**Page excerpt**:
## START
N.C. Business Court Opinions, December 3, 2025 – December 16, 2025

By: Austin Webber and Ashley Oldfield

Cherry v. Mauck, 2025 NCBC 74 (N.C. Super. Ct. Dec. 8, 2025) (Conrad, J.)

Key Terms: summary judgment; LLC; contractual dissolution; N.C.G.S. § 57D-6-02(2); judicial dissolution; N.C.G.S. § 57D-6-03(d); breach of contract; declaratory judgment

This case arises out of a management dispute in two family businesses—AJAL and C-Gas. As summarized here, the Court previously entered a preliminary injunction enjoining Defendant (a member and manager of both companies) from making distributions in violation of the companies’ operating agreements. Following entry of the preliminary injunction, Defendant sought dissolution of both companies. Plaintiffs moved for summary judgment on their claims for breach of contract, and Defendant moved for summary judgment relating to dissolution.
## END
**Brief A**: Edit the entries between the line holding "For every instance of the vertical" and the line holding "[[124, 92], [192, 92]]", inclusive, replacing "puppy's" with "dog's" and leaving everything else unchanged. Return only those lines.
**Brief B**: Proceed with the Business Court opinion summary, beginning immediately after its final sentence.

**Data for this task**:
## START
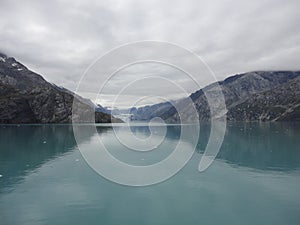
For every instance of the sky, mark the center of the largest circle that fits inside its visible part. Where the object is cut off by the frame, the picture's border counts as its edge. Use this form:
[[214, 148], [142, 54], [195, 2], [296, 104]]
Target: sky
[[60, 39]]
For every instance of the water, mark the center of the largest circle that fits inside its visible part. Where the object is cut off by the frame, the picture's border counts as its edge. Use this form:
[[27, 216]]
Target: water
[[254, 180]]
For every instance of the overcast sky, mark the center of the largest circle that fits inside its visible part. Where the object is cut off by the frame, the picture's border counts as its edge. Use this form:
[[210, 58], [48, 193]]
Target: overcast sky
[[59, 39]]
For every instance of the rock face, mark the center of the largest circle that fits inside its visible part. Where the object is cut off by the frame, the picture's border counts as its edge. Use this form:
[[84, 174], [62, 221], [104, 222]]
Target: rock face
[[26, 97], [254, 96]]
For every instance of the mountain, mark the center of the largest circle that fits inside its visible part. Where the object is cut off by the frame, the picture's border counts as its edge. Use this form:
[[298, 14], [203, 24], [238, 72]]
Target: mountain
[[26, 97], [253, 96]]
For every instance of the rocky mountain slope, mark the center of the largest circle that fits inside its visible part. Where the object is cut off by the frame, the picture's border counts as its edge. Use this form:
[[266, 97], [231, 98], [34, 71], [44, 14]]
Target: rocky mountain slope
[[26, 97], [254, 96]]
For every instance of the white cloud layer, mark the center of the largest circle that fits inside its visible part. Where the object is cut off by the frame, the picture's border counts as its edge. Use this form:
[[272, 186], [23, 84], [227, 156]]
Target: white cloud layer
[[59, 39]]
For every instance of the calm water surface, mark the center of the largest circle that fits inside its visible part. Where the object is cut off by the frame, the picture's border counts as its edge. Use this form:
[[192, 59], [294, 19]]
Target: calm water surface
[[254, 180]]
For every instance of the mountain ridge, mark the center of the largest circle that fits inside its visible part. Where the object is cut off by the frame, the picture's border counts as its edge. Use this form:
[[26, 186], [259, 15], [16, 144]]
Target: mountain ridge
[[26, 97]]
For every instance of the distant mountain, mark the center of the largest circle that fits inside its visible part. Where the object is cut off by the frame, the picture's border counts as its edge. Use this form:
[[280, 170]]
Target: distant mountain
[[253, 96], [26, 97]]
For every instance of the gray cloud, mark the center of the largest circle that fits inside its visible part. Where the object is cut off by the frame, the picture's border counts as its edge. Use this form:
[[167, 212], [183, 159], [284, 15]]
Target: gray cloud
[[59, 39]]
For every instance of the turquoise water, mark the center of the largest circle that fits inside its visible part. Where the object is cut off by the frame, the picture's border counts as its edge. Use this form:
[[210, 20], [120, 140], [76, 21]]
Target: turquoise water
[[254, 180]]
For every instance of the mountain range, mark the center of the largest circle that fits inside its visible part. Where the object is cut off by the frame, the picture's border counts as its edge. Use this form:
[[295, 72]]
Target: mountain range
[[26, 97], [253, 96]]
## END
## START
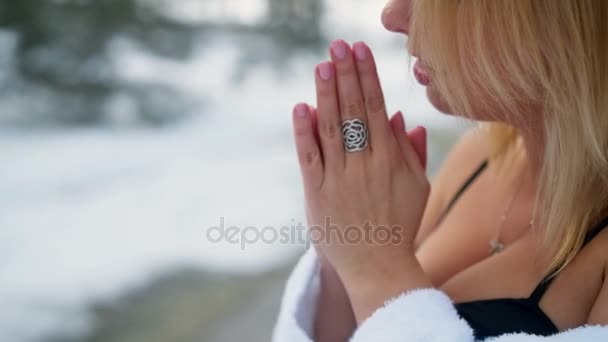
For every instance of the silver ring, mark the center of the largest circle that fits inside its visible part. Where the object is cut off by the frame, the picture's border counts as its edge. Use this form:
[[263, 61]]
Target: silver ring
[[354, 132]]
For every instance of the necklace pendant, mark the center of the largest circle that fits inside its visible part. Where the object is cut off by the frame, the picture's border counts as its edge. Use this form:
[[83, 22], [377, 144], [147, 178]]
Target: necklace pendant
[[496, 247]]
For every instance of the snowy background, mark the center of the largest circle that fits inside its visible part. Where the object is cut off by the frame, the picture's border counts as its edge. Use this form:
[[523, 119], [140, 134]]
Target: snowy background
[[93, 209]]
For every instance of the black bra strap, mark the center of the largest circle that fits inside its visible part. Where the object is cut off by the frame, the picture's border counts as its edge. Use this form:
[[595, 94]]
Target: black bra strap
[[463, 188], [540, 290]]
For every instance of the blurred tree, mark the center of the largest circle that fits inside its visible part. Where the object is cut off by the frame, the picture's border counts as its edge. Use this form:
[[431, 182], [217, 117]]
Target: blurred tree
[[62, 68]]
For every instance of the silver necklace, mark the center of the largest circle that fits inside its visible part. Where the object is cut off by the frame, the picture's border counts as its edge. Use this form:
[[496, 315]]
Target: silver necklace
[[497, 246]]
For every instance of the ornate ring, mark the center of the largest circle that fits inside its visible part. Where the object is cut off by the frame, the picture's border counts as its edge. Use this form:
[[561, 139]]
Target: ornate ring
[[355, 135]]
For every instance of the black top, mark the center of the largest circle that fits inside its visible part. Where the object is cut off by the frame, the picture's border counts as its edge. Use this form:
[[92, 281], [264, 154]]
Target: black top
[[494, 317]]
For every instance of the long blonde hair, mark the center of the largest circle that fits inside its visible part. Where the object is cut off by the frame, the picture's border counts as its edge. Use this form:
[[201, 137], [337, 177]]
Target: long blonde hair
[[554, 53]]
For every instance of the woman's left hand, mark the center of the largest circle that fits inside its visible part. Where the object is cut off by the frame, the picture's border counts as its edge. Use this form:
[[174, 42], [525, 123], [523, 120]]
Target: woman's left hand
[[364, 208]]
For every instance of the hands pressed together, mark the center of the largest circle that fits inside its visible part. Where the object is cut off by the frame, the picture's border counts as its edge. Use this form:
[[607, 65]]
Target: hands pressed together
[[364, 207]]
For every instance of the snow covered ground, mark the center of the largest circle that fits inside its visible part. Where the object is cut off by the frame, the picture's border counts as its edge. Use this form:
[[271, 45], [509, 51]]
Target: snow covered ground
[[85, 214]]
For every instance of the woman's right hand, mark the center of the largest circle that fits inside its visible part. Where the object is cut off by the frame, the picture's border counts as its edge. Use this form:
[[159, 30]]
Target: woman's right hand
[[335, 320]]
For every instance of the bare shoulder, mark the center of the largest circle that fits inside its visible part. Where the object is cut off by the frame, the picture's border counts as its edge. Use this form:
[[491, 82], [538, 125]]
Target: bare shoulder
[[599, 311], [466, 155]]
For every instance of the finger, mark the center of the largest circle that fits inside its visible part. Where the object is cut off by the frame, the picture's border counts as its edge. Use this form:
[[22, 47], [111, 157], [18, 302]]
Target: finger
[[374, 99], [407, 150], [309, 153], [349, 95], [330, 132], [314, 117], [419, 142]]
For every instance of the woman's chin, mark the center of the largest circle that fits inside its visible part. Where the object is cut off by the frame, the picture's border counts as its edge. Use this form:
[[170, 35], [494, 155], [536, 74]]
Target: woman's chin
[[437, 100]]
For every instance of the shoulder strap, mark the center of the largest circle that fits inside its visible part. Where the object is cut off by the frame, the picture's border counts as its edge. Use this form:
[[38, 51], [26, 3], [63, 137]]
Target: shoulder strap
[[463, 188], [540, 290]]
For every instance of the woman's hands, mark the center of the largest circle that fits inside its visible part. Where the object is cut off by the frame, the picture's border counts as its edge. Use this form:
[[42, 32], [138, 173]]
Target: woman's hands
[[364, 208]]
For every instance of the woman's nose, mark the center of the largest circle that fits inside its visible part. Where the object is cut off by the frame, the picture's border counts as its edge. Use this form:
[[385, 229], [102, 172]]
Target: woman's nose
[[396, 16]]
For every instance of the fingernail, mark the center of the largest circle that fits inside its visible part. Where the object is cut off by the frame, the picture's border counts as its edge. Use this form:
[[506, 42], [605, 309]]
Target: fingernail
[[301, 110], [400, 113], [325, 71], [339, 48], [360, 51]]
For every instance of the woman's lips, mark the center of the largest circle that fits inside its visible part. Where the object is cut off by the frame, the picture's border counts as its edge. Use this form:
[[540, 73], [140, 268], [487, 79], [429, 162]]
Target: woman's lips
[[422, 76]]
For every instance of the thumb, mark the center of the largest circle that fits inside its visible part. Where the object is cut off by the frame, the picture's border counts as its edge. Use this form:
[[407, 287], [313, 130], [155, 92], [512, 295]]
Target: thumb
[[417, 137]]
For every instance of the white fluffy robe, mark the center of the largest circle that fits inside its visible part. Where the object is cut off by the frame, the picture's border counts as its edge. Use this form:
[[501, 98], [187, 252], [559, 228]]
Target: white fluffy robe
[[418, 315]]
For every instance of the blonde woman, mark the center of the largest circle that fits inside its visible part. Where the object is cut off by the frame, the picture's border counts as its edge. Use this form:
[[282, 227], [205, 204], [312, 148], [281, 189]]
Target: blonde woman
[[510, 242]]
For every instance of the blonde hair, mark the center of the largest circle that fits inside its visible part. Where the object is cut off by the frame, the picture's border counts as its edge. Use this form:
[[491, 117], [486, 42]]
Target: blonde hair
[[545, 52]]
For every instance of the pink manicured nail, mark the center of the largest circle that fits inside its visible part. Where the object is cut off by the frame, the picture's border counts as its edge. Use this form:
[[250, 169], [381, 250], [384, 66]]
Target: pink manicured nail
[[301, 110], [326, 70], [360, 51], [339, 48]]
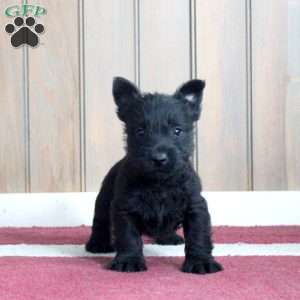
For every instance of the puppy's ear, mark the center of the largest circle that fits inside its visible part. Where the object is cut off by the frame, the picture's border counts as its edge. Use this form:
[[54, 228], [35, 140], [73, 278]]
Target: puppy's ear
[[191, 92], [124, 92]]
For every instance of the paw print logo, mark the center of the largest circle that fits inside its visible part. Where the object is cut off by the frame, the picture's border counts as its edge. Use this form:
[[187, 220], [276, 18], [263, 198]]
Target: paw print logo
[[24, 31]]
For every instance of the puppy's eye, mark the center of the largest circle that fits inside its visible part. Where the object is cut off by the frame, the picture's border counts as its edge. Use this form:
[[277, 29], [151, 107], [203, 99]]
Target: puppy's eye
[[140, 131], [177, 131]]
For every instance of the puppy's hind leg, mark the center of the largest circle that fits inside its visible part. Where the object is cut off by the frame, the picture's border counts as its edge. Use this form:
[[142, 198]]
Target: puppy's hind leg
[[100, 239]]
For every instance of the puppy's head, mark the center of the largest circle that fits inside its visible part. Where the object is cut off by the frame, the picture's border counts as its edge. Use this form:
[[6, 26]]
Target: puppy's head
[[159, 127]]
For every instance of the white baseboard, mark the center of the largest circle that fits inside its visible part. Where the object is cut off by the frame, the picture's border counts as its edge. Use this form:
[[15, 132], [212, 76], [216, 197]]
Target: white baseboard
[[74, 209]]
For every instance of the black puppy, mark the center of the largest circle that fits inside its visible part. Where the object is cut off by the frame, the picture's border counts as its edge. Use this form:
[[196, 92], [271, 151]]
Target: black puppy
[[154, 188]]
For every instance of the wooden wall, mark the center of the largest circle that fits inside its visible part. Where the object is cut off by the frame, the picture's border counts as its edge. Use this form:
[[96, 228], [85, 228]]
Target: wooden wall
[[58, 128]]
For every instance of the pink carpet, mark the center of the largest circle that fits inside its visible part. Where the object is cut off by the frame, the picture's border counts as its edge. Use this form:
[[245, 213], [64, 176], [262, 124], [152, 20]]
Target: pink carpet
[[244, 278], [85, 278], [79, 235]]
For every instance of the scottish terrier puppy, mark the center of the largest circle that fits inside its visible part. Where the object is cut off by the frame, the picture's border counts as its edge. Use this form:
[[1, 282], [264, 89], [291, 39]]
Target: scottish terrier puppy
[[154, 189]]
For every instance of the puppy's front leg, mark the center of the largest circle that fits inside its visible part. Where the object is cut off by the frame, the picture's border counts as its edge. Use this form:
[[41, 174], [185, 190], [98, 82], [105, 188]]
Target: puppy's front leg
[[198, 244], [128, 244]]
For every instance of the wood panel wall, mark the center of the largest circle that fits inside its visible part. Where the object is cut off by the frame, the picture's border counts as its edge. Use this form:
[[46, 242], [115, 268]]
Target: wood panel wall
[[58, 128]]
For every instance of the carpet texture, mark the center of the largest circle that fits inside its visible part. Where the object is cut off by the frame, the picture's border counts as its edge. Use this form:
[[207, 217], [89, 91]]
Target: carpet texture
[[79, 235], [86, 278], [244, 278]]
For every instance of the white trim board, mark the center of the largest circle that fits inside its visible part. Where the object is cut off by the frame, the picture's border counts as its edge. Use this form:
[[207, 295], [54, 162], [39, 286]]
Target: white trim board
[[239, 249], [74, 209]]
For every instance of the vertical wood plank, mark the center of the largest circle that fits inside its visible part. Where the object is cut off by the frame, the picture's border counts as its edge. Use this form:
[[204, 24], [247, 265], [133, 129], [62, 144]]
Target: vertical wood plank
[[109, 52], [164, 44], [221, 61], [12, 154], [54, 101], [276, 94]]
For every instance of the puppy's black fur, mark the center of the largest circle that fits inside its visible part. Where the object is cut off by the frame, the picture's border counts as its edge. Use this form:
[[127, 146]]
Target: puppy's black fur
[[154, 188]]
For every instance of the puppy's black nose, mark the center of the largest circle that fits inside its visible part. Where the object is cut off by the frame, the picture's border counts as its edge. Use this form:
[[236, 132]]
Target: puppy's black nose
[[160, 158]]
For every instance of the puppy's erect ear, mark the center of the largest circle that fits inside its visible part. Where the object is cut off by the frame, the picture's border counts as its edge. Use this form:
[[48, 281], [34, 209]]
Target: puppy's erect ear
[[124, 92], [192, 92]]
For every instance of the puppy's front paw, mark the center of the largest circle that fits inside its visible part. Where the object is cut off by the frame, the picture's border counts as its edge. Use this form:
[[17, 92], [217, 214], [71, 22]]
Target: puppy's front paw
## END
**Task output A**:
For every instance of the vertical wood plank, mark the center of the largest circle that fits inside its visible part. Where the object is cut off by the frame, the picture's border counts as its edge. Use this form:
[[204, 24], [247, 265], [133, 129], [62, 144]]
Target: vertical wood plank
[[109, 52], [164, 44], [221, 61], [12, 154], [54, 101], [276, 94]]
For every instance of the dog's black fur, mark the center of the largest circle that fits inside its visible part. Where the object is cut off by the frame, the picture's border counts as its edge. Use this form:
[[127, 146]]
Target: dog's black fur
[[154, 188]]
For every instance of the dog's black nose, mark the center of the largest circle that fits inside its visible part. Where the object is cut off by the frame, the picture's border counts as its edge. Use this form:
[[236, 132]]
Target: dog's black nose
[[160, 158]]
For every instance of the dog's erect ear, mark the center of the largest circle that fits inside its visible part. Where the object is cut off by the frame, the picture's border counts as its edge. Use this form:
[[48, 281], [34, 209]]
Target: dog's erect ear
[[124, 92], [192, 92]]

**Task output B**:
Plaintiffs’ Claims for Breach of Contract: Plaintiffs sought summary judgment on their claims that Defendant had breached the companies’ operating agreements by making distributions over Plaintiffs’ objections. As there was no dispute of material fact, the Court found Defendant liable on this claim as a matter of law, awarded nominal damages, and entered a permanent injunction enjoining Defendant from making additional distributions without majority consent. The Court, however, denied Plaintiffs’ request for an order requiring Defendant to pay back the amount of the distributions because 1) they had not been personally harmed by the distributions and had not asserted derivative claims on behalf of the companies; and 2) they had not requested specific performance in their complaint.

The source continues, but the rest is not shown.